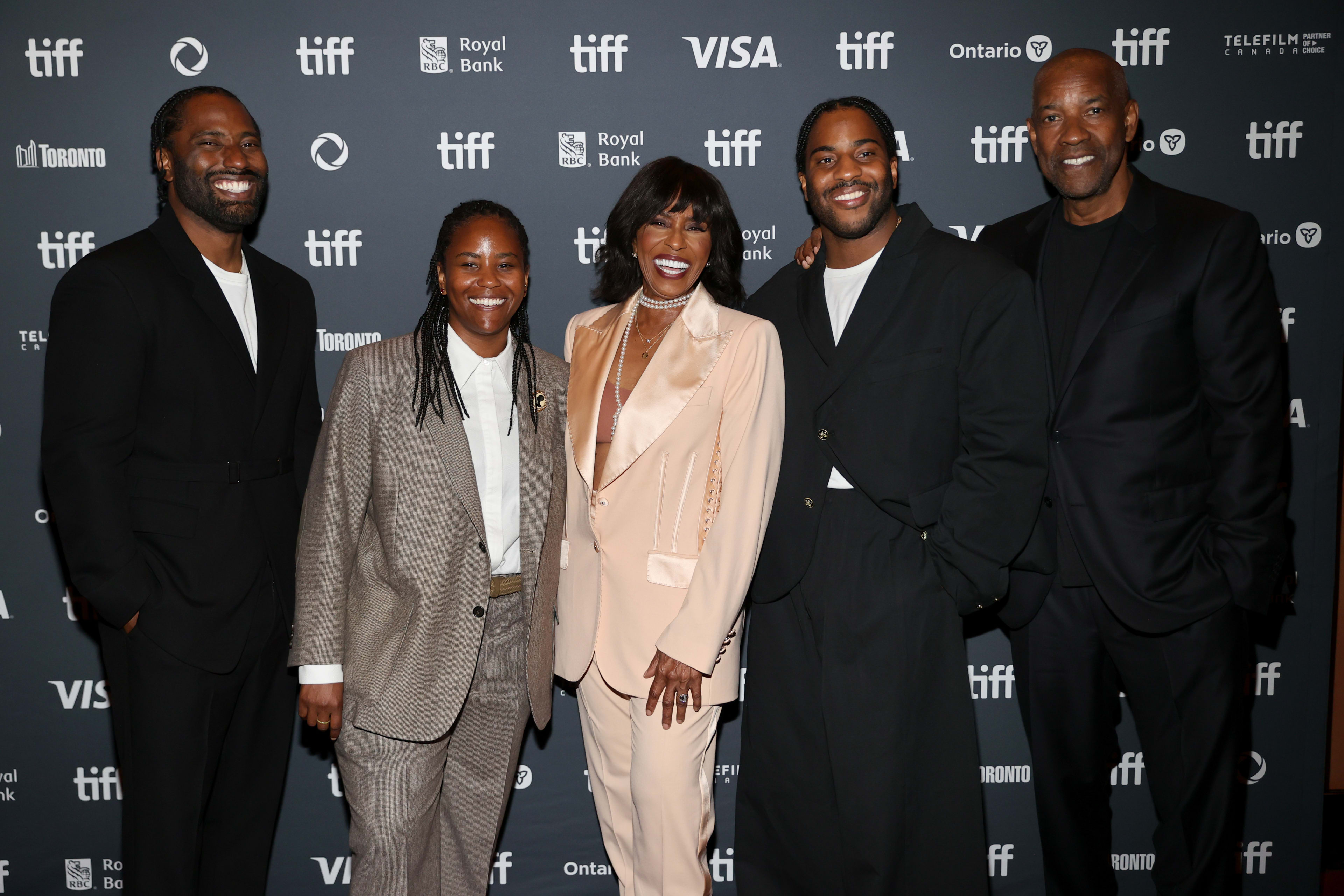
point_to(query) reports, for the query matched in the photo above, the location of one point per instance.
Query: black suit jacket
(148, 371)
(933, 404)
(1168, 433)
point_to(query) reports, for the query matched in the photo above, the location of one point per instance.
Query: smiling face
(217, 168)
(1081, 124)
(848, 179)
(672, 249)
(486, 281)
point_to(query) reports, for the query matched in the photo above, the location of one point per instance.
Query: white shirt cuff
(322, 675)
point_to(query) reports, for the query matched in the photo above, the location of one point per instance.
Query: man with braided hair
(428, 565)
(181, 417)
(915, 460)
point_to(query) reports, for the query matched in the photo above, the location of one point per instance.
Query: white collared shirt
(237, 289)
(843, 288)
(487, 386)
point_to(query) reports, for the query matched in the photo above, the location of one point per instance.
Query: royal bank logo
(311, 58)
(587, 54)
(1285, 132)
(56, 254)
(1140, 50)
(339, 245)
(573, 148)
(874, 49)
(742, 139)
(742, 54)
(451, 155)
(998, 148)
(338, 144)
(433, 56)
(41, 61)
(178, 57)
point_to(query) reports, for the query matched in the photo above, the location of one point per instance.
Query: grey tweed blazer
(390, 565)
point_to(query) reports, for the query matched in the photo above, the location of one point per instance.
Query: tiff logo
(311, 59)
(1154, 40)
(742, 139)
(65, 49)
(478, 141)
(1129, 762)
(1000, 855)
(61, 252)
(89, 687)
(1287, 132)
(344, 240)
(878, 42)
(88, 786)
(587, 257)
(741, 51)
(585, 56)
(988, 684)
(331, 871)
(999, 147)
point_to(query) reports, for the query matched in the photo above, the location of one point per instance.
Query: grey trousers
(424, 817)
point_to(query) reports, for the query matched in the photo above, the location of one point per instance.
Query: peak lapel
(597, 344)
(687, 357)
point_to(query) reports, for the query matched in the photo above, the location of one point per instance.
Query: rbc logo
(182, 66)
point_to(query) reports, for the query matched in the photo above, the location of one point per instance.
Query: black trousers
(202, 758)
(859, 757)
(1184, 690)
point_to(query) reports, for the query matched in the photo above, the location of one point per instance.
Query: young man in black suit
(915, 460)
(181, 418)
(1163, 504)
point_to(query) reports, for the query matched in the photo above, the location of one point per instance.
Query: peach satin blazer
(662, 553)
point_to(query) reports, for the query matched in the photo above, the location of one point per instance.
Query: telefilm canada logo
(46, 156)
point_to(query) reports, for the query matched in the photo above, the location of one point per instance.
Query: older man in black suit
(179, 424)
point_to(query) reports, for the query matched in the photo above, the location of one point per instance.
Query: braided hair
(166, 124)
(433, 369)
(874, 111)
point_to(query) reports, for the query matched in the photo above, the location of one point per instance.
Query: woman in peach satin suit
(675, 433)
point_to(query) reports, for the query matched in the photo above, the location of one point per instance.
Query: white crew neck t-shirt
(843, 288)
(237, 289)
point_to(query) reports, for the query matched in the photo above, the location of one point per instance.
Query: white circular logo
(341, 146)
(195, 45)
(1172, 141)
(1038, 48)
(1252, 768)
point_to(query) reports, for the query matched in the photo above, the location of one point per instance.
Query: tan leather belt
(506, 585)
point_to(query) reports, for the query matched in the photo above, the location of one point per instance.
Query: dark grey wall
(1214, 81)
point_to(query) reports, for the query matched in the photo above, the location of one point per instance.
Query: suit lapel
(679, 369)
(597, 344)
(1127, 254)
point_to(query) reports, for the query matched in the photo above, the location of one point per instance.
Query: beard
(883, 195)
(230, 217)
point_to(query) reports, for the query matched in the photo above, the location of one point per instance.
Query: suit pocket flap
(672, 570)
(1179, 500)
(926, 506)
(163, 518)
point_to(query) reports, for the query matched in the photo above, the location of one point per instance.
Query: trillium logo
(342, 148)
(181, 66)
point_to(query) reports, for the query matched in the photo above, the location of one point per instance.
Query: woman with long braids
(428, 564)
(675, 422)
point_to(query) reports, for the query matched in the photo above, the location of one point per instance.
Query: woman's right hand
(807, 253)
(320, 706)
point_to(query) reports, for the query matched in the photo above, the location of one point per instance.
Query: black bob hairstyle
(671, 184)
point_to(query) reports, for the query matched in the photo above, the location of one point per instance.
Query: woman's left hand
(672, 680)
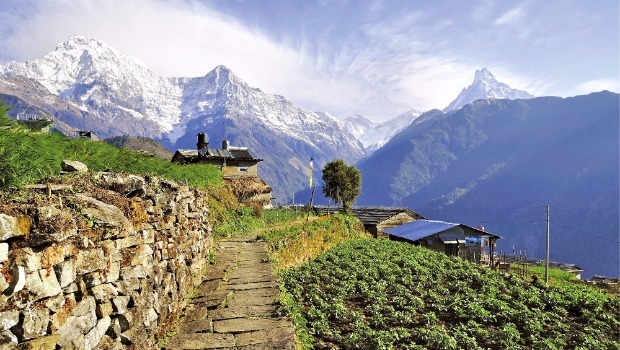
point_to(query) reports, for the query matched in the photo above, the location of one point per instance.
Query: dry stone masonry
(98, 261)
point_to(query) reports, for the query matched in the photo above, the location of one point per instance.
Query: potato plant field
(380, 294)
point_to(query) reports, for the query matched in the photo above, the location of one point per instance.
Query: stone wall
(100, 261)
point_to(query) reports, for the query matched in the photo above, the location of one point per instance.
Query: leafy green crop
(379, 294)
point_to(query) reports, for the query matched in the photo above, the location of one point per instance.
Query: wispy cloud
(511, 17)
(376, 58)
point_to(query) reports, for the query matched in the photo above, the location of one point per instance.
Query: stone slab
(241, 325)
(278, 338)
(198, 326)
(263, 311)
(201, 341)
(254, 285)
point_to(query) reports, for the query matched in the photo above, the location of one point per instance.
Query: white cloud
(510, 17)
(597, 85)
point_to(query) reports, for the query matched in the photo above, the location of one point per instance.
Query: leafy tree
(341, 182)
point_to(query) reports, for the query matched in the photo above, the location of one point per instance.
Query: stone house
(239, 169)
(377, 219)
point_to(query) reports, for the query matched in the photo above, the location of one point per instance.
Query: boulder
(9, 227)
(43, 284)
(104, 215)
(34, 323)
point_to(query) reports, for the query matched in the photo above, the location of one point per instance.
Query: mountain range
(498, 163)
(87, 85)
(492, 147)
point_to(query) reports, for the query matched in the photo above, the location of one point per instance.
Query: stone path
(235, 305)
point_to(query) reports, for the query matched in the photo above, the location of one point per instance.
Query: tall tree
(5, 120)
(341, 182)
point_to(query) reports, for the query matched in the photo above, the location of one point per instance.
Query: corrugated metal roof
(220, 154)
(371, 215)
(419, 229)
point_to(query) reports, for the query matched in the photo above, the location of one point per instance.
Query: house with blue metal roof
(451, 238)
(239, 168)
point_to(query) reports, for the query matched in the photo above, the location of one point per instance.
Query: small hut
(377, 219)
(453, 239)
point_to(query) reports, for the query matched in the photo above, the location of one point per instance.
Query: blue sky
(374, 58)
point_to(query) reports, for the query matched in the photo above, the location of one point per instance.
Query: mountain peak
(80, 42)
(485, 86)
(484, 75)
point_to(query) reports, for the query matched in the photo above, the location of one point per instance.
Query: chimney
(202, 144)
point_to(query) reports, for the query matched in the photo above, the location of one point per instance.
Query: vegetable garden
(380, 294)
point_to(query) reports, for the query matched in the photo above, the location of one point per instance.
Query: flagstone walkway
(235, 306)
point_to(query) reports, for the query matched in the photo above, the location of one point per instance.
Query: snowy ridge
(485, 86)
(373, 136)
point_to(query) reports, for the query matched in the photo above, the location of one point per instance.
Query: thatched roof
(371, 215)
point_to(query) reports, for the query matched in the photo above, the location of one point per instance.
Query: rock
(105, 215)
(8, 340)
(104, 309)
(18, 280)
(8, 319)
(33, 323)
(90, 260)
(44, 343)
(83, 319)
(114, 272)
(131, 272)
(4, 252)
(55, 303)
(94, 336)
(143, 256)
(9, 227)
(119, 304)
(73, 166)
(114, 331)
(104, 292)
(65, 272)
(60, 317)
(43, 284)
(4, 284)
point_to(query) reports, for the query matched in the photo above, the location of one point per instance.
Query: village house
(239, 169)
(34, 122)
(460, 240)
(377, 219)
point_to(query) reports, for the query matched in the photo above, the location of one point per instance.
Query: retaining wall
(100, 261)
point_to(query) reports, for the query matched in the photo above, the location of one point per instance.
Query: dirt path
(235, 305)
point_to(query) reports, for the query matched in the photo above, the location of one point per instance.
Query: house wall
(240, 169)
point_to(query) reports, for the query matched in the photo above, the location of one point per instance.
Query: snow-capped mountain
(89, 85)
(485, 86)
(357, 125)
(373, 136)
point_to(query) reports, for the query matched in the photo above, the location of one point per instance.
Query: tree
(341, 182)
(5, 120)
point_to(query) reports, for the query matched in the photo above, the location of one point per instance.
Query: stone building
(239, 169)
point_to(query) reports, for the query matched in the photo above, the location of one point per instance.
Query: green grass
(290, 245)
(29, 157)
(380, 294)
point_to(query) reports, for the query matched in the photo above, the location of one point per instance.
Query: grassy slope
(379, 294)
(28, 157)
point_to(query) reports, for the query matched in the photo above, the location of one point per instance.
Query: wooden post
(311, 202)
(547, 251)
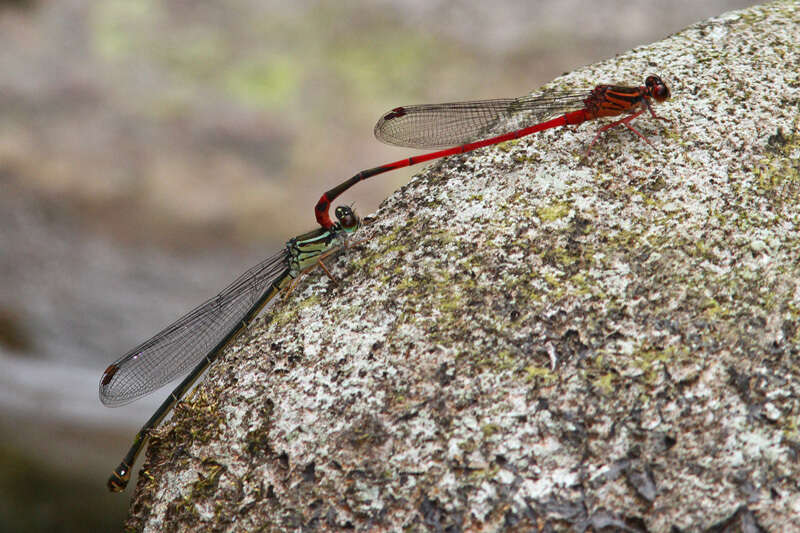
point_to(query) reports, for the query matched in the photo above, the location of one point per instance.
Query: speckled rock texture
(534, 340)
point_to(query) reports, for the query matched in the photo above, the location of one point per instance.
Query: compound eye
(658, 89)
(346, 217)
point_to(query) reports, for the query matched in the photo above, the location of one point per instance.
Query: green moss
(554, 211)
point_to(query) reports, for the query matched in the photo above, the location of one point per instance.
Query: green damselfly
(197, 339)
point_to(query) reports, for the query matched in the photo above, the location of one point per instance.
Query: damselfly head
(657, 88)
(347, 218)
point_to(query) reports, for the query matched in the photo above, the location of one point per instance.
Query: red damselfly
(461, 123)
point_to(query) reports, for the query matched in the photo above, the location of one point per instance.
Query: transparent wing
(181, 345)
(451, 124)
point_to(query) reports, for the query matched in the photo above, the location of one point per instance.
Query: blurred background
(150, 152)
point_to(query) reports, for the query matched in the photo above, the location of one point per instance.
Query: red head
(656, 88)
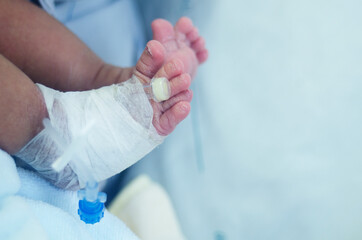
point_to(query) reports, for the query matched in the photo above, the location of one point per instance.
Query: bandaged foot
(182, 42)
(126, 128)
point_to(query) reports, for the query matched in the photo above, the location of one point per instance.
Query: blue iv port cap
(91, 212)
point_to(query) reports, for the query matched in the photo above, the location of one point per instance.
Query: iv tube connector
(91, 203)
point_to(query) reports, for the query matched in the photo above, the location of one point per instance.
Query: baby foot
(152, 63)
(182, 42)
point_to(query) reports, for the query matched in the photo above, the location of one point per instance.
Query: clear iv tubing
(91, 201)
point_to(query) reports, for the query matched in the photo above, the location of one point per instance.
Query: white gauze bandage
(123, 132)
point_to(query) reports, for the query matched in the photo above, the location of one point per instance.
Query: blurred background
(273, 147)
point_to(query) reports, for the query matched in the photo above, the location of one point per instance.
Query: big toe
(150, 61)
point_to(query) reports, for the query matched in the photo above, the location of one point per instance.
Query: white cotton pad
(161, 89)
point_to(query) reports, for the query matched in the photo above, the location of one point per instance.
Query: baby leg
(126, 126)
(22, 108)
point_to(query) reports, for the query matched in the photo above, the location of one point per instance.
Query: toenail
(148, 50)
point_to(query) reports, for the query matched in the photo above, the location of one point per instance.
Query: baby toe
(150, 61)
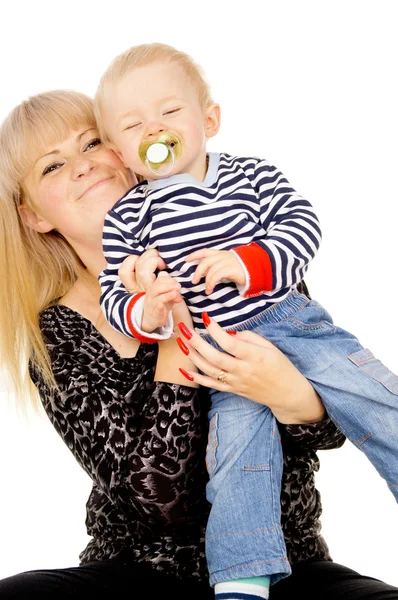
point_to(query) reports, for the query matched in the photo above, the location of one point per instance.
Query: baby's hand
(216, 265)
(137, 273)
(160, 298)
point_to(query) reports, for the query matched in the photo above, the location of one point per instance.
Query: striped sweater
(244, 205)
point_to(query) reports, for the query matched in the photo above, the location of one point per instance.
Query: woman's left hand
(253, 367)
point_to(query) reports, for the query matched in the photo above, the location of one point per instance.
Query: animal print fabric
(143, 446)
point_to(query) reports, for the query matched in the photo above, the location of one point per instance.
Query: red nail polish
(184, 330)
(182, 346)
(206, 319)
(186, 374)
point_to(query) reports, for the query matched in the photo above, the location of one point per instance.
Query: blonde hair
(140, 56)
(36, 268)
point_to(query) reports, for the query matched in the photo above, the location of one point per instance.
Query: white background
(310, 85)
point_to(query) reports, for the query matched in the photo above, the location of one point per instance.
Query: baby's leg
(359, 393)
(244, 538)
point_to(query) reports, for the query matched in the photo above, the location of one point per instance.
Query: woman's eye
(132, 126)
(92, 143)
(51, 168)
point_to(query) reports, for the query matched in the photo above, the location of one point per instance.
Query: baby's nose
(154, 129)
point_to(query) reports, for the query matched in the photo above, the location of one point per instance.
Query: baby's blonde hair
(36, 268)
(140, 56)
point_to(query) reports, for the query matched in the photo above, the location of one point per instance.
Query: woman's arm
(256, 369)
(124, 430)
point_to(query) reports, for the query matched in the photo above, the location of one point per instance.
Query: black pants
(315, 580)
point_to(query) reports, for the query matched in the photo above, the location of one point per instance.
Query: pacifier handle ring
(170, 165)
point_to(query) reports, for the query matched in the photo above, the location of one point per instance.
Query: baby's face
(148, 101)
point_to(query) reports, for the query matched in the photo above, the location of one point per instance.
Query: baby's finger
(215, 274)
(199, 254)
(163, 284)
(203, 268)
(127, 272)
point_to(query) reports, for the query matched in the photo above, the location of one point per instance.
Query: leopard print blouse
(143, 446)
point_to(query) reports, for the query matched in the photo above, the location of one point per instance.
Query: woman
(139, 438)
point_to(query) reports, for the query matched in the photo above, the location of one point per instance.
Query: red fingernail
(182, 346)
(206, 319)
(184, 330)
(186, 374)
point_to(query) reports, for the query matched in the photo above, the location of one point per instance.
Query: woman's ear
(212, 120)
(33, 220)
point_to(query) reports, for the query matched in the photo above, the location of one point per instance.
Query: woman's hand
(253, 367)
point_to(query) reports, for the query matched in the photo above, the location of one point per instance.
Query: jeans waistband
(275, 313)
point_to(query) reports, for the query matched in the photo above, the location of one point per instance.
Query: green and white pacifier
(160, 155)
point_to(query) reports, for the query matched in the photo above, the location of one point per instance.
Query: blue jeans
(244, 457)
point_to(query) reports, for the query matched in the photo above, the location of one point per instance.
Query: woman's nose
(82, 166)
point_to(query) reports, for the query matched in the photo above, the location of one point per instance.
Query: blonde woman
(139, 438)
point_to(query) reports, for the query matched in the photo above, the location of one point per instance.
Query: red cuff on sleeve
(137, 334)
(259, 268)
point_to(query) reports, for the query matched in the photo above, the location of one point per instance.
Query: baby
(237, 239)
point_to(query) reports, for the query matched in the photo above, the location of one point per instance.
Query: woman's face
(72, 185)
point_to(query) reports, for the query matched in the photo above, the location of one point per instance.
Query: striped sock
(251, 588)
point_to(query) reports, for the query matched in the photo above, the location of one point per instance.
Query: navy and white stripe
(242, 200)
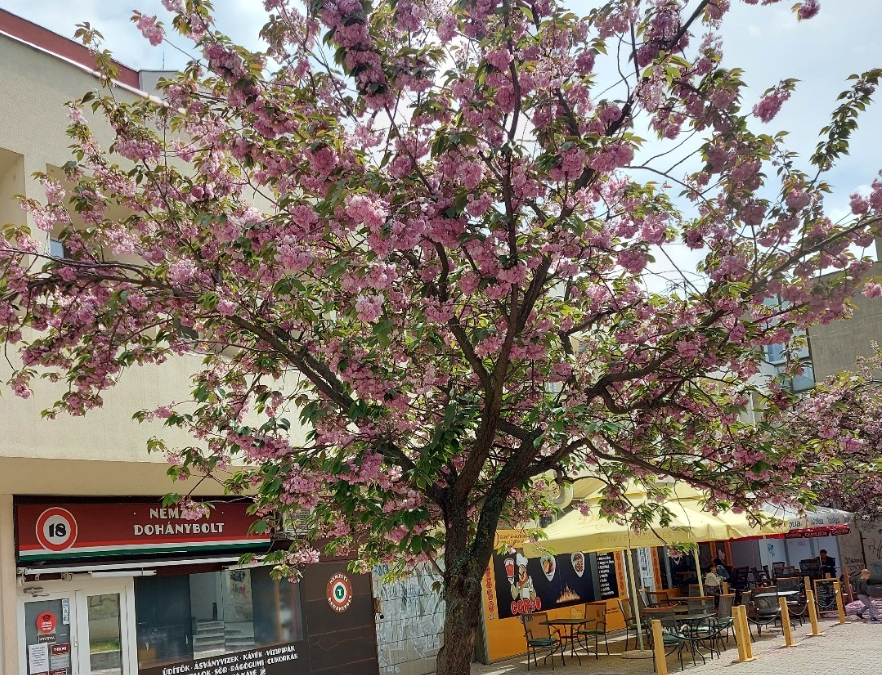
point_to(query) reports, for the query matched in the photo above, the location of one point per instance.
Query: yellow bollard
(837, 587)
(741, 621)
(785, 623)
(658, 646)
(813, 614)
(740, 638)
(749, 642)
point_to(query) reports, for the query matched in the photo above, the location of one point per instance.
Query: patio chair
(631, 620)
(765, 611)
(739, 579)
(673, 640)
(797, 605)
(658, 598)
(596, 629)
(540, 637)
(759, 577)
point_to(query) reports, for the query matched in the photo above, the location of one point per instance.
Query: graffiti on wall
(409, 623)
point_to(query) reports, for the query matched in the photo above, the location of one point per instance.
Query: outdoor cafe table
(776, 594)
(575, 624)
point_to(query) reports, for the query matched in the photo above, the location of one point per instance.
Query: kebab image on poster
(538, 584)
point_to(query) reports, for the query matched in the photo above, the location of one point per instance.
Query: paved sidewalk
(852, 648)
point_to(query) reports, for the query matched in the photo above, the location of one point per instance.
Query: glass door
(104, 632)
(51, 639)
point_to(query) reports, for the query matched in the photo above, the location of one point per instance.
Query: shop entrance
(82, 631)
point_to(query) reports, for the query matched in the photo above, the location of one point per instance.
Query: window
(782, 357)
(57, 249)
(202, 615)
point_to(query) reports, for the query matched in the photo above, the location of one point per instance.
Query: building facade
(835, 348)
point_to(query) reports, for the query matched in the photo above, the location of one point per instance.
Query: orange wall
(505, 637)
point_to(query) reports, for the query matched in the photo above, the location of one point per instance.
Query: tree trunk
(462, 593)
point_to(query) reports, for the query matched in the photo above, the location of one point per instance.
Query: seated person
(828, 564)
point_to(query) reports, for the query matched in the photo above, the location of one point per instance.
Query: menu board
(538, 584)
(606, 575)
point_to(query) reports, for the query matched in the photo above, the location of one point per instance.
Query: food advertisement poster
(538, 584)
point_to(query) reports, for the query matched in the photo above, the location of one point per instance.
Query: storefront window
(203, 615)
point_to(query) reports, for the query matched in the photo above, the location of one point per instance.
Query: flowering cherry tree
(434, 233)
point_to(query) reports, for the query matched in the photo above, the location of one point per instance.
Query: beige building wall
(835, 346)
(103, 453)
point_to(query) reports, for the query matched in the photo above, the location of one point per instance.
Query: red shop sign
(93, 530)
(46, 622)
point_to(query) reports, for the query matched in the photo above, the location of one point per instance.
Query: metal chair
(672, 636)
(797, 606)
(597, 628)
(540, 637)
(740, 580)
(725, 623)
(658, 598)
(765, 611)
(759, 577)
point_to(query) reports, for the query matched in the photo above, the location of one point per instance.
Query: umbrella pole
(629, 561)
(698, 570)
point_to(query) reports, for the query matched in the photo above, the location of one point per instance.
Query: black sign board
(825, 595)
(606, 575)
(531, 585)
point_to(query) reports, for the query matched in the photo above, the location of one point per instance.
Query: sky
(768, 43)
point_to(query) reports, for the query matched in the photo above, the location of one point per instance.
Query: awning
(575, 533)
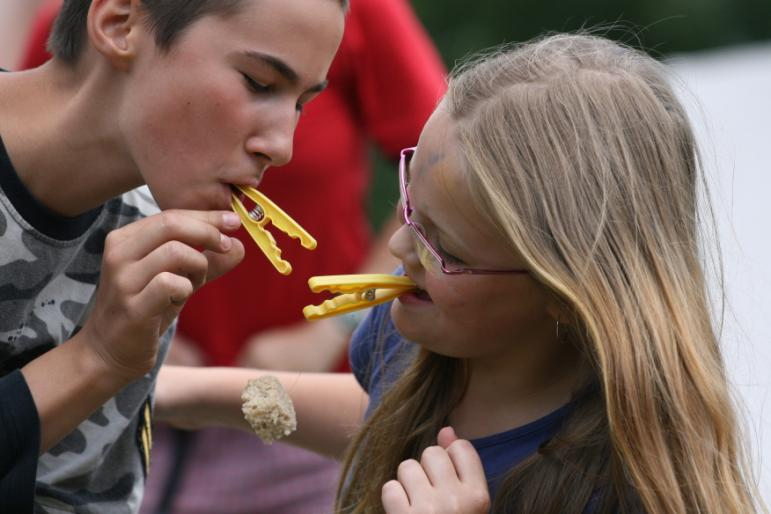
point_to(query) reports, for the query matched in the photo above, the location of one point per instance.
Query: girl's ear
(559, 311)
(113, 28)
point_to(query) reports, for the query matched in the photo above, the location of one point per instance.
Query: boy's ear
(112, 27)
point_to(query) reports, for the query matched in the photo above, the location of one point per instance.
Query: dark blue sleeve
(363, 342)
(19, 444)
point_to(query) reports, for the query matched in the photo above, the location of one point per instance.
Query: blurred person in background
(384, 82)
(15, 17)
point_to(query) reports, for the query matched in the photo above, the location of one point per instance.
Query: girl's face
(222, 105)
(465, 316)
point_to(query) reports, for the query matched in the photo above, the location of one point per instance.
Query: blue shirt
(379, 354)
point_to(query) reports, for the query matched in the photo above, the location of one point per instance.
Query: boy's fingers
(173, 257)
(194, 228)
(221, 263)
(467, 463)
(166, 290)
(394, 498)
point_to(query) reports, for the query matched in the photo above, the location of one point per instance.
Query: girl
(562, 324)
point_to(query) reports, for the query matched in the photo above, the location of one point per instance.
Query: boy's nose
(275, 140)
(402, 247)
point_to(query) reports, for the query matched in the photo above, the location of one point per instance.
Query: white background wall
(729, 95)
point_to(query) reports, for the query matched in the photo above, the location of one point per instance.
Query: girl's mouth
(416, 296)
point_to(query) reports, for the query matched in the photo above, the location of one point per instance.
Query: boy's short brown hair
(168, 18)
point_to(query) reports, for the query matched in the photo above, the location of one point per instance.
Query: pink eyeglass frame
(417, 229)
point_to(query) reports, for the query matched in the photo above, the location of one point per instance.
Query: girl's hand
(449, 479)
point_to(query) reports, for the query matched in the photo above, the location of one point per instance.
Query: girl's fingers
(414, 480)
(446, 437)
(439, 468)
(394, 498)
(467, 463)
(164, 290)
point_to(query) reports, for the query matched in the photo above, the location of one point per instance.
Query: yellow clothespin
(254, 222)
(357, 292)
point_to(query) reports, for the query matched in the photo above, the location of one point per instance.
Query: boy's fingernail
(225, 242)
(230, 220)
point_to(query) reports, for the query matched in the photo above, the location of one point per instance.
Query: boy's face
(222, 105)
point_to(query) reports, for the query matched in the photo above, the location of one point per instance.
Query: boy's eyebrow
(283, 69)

+++

How many lines of the rows above contain the string "print", matching case exactly? Reply with the number alone.

2